--- Written problem ---
List every line of the data that contains the string "blouse", copying each line in full.

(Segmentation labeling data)
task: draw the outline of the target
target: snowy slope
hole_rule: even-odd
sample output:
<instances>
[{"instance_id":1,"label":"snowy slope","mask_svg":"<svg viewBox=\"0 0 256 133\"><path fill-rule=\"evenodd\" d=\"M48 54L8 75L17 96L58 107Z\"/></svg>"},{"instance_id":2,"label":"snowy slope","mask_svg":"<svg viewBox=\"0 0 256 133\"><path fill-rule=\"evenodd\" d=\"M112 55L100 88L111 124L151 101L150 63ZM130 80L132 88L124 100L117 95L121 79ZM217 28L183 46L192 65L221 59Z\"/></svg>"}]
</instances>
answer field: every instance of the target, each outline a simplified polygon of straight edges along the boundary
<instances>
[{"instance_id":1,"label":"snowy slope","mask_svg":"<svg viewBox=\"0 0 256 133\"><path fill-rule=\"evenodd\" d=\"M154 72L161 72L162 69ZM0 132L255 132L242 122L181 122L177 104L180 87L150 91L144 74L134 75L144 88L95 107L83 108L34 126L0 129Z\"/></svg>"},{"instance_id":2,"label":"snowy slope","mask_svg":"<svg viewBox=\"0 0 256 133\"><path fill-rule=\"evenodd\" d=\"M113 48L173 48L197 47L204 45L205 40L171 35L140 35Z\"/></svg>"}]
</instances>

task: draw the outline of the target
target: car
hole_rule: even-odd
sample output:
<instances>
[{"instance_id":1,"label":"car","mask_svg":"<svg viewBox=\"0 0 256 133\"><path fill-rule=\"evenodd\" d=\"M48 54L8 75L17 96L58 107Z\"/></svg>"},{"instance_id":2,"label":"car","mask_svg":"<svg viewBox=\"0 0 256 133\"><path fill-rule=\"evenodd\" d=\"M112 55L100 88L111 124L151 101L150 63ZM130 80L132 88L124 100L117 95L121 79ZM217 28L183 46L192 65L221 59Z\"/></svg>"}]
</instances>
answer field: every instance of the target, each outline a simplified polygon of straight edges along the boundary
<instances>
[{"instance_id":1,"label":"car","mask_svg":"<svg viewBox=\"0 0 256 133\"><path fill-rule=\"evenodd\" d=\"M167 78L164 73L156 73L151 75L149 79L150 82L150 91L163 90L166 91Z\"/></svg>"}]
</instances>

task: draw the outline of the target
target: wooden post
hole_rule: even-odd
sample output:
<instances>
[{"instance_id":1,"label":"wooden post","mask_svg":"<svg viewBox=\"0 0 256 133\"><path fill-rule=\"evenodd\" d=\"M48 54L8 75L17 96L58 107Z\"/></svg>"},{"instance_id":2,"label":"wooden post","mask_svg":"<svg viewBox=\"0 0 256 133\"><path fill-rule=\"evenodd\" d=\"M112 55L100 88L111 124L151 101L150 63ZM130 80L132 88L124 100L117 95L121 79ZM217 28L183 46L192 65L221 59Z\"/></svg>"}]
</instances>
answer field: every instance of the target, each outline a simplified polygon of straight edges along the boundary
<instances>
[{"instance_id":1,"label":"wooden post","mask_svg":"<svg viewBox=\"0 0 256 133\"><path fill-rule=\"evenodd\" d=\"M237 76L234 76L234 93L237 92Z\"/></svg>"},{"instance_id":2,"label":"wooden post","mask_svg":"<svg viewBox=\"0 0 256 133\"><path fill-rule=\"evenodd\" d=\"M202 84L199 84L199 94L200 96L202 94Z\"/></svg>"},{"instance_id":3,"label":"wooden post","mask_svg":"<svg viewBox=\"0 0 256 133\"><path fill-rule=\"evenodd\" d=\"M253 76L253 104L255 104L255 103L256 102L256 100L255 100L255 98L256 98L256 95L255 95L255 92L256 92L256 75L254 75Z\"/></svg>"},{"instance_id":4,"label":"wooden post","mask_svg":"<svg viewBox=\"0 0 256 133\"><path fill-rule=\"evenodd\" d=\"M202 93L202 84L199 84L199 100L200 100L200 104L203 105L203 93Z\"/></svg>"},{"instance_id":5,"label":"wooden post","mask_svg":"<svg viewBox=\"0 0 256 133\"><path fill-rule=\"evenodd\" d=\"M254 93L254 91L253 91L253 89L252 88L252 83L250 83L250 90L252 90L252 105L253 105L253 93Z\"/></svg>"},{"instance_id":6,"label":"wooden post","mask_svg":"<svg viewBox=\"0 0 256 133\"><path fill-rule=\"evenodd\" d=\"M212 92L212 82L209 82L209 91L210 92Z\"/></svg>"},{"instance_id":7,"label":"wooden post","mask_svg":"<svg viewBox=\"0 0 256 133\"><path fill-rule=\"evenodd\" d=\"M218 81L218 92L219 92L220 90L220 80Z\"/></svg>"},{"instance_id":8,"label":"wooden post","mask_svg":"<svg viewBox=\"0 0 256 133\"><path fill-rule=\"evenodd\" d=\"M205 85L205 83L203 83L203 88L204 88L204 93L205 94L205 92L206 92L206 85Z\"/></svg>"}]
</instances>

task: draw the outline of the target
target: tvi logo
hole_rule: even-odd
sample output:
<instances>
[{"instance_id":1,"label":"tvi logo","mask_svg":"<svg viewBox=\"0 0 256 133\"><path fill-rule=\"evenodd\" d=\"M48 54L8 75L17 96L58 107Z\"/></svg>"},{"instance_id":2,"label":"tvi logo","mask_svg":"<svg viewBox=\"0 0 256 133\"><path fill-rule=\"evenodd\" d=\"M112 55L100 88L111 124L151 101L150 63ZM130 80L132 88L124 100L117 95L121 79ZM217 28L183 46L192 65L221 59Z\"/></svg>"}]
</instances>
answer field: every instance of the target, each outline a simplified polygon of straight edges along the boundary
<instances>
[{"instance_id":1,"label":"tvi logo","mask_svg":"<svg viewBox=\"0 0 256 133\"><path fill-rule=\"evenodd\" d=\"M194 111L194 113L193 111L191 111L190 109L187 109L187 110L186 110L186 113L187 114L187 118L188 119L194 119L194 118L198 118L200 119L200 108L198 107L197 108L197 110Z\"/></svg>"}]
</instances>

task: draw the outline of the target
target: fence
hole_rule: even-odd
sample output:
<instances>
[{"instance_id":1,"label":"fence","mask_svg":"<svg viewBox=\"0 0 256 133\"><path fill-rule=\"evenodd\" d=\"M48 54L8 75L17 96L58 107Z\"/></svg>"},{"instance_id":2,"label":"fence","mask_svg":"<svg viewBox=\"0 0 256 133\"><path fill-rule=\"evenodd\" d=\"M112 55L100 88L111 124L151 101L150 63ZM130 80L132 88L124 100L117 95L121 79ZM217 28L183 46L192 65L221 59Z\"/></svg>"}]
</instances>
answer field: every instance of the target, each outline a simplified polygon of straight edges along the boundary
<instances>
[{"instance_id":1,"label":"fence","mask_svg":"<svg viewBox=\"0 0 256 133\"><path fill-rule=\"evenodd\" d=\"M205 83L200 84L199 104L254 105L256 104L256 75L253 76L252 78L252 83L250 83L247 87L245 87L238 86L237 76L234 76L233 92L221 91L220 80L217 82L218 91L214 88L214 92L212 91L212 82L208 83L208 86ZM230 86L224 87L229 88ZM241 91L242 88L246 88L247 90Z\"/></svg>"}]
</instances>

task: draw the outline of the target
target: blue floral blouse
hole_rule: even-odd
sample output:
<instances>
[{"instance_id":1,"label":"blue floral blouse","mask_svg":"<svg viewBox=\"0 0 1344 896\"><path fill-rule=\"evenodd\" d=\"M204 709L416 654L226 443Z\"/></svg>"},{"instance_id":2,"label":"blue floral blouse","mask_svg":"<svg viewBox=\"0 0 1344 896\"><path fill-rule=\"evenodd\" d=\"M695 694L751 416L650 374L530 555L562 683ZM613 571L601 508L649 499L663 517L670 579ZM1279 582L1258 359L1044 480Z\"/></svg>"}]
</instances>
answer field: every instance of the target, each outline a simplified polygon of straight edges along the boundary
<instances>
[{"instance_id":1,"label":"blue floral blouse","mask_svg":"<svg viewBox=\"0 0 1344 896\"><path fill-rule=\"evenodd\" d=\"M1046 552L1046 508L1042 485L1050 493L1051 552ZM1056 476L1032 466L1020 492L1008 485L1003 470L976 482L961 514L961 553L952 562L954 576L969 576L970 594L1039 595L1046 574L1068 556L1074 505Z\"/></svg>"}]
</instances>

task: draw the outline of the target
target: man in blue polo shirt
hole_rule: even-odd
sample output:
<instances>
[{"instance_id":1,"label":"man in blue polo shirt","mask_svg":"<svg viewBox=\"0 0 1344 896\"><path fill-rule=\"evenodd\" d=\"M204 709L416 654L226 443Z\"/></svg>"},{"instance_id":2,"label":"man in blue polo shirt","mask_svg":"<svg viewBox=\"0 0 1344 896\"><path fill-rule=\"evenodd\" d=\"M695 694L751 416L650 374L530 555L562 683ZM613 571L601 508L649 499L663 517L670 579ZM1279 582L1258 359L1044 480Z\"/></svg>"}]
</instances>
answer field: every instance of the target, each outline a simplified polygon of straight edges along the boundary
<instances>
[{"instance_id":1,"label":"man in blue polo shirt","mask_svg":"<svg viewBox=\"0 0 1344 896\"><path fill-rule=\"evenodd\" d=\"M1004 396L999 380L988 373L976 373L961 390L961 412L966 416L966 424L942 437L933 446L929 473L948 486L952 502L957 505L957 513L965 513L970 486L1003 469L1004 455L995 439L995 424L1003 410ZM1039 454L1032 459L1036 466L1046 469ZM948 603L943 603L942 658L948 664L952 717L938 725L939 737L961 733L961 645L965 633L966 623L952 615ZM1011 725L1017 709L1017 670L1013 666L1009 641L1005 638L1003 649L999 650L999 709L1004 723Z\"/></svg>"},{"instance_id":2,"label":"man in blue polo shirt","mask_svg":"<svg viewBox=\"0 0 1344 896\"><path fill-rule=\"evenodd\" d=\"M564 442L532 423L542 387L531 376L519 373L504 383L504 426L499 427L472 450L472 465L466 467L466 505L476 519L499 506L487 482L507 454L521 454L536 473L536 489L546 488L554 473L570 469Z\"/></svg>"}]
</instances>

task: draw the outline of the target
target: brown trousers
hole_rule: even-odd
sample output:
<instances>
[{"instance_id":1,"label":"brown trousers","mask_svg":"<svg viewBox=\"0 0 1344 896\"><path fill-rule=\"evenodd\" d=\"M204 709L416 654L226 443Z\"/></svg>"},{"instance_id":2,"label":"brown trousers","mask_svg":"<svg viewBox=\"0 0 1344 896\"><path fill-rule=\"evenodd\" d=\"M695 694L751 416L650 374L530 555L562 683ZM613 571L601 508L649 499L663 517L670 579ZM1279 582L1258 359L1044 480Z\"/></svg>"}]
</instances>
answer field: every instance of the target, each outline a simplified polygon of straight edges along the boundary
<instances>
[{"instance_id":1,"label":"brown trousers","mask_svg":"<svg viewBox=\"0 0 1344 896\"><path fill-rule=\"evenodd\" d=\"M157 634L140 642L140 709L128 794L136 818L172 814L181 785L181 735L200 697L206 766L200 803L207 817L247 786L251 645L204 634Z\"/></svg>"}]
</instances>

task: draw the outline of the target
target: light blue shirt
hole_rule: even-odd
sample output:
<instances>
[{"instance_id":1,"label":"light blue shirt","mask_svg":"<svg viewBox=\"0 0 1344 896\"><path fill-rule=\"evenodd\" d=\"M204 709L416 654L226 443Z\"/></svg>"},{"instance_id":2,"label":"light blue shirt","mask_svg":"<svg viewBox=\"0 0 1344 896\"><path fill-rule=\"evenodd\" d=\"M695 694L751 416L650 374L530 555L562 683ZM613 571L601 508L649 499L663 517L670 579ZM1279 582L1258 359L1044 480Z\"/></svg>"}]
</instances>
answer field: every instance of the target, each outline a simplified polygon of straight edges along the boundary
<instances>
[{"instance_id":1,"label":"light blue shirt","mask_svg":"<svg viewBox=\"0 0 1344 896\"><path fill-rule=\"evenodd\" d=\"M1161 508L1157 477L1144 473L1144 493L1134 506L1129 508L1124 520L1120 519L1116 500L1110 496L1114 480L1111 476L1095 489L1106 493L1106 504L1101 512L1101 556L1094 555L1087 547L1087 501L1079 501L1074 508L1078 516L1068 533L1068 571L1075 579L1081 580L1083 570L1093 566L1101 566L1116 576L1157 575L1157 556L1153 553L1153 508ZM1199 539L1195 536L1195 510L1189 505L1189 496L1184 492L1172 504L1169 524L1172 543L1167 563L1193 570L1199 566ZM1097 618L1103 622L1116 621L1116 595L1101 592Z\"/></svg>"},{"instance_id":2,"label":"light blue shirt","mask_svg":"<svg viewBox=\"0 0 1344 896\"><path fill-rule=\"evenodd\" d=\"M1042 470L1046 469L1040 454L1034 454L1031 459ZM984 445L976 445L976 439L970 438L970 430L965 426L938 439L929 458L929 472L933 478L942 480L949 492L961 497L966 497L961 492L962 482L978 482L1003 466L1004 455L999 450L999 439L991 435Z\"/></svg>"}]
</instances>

--- Output for this task ---
target: blue floral blouse
[{"instance_id":1,"label":"blue floral blouse","mask_svg":"<svg viewBox=\"0 0 1344 896\"><path fill-rule=\"evenodd\" d=\"M204 709L416 654L226 443Z\"/></svg>"},{"instance_id":2,"label":"blue floral blouse","mask_svg":"<svg viewBox=\"0 0 1344 896\"><path fill-rule=\"evenodd\" d=\"M695 694L751 416L650 374L530 555L562 683ZM613 571L601 508L649 499L663 517L670 579ZM1279 582L1258 359L1044 480Z\"/></svg>"}]
[{"instance_id":1,"label":"blue floral blouse","mask_svg":"<svg viewBox=\"0 0 1344 896\"><path fill-rule=\"evenodd\" d=\"M1046 552L1046 508L1042 485L1050 493L1051 552ZM1056 476L1032 466L1020 492L1008 485L1003 470L976 482L961 514L961 553L952 562L954 576L969 576L970 594L1039 595L1046 574L1068 556L1074 505Z\"/></svg>"}]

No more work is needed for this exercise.